_Quoted passage_
Feds back off on Peary caribou listing
“It’s good news for us, to get fully acknowledged.”
JOHN THOMPSON
The federal government, acknowledging it didn’t follow the process spelled out in the Nunavut land claims agreement, has reversed its decision to declare Peary caribou an endangered species.
Nunavut’s land claims negotiator hailed the reversal, but the author of a report suggesting animal populations have dramatically declined and need protection calls it a “sad day” for wildlife.
Environment Minister Stéphane Dion recommended this past May that Peary caribou be protected under the Species at Risk Act.
This announcement outraged hunters in the High Arctic, as well as the Nunavut Wildlife Management Board and Nunavut Tunngavik Inc., who threatened to sue the federal government for ignoring the consultation process spelled out in the Nunavut land claims agreement.
According to Article Five of the agreement, the federal environment minister must ask the wildlife board for recommendations before making any decision that could restrict or limit hunting.
“It’s good news for us, to get fully acknowledged,” said NTI President Paul Kaludjak. He says that for the meantime, the threat of legal action has been dropped. “Sometimes we have to say that to state our case. That says we’re serious.”
Population levels of the stocky animals, which roam in herds scattered across the High Arctic islands, have declined dramatically over the last three decades, according to a report by the Committee on the Status of Endangered Wildlife in Canada.
Population estimates conducted during the 1970s pegged Peary caribou numbers at 50,000. Current counts suggest about 8,000 exist today, although Inuit hunters have disputed these numbers as incomplete.
Dr. Marco Festa-Bianchet, who conducted the assessment for the Committee on the Status of Endangered Wildlife in Canada, says he’s concerned politics has trumped environmental protection.
“It’s a sad day when conservation of caribou in Canada is being handled by lawyers, and that’s what we’re seeing,” he said.
A final decision on whether Peary caribou will be classified as endangered has yet to be made. The wildlife board forwarded its own recomendations during the first week of July to the environment minister, who has 60 days to accept or reject their proposal.
Until he makes his response, those suggestions remain confidential. More negotiations could follow, but the decision ultimately rests with the federal government.

_Task item_
Continue the news story on the Peary caribou listing, picking up after its final sentence.

_Records supplied_
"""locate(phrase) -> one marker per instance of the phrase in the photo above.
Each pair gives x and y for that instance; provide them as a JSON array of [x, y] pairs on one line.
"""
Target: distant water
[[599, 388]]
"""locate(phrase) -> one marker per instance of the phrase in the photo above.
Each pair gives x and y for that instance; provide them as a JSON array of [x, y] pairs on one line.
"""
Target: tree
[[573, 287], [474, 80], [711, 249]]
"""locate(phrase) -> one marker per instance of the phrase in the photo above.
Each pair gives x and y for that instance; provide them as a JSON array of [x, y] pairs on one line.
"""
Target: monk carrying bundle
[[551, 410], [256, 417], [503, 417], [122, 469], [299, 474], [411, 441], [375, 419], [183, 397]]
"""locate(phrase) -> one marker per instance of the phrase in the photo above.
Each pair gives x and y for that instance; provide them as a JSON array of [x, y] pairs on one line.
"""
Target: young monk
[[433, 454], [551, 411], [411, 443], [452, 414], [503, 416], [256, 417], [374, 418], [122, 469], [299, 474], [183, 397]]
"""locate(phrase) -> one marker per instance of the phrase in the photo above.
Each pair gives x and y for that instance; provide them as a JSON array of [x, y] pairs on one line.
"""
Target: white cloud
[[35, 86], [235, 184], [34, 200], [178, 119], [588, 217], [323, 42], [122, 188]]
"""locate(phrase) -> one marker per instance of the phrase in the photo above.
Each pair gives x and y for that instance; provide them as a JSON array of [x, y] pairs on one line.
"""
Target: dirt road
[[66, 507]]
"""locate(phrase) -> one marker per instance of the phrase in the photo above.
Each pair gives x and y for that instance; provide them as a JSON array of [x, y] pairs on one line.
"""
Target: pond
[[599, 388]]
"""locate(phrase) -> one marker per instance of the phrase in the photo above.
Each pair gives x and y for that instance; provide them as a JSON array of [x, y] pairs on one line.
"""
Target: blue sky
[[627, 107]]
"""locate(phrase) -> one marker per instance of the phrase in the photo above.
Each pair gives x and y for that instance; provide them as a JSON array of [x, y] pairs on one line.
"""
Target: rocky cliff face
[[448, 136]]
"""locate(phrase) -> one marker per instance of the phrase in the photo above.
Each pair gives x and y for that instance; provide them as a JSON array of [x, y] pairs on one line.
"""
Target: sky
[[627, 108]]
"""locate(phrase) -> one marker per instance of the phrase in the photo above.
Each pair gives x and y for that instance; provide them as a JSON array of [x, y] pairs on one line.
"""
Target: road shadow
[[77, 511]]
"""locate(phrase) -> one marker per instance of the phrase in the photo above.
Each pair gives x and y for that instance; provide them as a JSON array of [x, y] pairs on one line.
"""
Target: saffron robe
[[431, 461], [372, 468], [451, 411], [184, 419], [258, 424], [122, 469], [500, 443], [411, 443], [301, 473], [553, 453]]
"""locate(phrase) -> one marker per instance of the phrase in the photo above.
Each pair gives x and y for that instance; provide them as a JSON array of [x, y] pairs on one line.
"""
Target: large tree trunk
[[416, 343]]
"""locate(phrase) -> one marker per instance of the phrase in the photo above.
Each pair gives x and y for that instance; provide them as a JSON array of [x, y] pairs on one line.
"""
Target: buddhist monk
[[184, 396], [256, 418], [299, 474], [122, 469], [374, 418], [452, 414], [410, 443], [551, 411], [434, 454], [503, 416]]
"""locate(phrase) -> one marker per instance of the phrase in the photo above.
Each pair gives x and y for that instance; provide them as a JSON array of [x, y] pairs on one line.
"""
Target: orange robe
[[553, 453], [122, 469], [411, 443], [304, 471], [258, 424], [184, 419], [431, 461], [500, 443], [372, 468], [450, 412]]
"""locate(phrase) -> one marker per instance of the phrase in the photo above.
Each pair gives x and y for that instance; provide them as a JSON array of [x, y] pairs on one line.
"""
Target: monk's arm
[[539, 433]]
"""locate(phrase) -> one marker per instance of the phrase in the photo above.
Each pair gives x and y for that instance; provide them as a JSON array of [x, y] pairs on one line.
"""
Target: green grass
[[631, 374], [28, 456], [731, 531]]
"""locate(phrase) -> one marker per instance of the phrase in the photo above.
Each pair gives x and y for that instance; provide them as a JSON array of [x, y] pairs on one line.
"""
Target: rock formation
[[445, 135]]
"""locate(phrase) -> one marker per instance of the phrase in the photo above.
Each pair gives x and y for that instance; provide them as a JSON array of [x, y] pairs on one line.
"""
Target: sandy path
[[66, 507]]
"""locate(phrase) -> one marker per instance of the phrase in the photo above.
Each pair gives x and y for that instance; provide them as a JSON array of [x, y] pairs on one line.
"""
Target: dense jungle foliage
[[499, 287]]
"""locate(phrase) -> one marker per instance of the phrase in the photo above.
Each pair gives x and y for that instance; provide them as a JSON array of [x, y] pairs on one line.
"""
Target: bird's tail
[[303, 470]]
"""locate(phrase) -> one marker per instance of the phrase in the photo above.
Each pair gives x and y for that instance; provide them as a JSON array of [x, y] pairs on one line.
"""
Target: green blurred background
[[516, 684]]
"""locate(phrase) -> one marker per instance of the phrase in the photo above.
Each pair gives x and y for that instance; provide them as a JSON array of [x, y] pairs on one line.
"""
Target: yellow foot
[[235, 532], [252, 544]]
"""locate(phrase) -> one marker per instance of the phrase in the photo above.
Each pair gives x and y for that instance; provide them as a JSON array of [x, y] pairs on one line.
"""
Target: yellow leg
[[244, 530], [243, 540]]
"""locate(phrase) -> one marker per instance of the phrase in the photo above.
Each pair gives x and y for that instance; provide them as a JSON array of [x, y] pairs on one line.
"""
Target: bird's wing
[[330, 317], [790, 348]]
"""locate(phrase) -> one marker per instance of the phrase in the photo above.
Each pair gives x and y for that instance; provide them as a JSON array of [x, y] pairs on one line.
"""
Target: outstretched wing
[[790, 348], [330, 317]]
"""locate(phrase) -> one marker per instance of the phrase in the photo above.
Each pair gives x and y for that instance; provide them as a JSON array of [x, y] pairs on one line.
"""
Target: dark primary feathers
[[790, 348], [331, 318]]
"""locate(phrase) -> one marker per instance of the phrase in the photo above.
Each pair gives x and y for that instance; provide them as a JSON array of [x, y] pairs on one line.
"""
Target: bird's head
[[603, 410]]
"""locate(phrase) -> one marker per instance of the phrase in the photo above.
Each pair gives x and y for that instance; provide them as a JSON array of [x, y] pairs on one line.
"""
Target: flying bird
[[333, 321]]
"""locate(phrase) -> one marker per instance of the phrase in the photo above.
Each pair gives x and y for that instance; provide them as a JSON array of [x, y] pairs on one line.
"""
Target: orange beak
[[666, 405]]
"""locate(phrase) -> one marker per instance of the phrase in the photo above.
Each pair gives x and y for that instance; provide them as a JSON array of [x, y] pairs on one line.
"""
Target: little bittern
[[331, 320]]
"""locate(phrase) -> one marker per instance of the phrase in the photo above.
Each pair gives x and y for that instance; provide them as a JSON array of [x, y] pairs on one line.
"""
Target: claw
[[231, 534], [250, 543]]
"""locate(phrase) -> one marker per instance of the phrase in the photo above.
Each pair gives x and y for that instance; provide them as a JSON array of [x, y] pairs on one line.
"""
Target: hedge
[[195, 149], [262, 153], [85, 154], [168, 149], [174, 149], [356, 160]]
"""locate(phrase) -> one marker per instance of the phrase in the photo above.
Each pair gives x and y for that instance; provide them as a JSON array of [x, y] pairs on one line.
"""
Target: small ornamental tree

_Answer to this exercise_
“We’ll just have to wait and see,” said Joe Tigullaraq, the board’s chief executive officer.
Unlike most endangered species designations, the decline in Peary caribou populations isn’t being blamed on overhunting or habitat encroachment. Instead, global warming is the culprit, federal researchers suggest.
Unusually warm weather in recent years has led to an increase in freezing rain, which coats the tundra with a layer of ice. Unable to break through this surface to eat the vegetation beneath, large numbers of Peary caribou have starved.
Peary caribou populations have plunged to extremely low numbers in some areas, like the East Queen Elizabeth Islands and Prince of Wales Island, where Festa-Bianchet said they could disappear completely if care isn’t taken.
“When you’re talking about these small numbers, you have to be very careful.”
In the past, the hunters and trappers associations of Resolute and Grise Fiord have voluntarily limited their harvest of Peary caribou, and they prefer to keep that control in local hands.
In 1994, the Resolute Hunters and Trappers Association received international recognition for their Peary caribou population management system from the Wildlife Society, a group of biologists and wildlife management experts. They remain the only Canadian, and aboriginal, group to receive the designation.
Hunters say population declines match natural boom-and-bust cycles described by Inuit elders. While scientific population counts have only been conducted for several decades, these cycles sometimes span longer periods.
Hunters and federal scientists also remain divided on the use of radio collars to track the animals.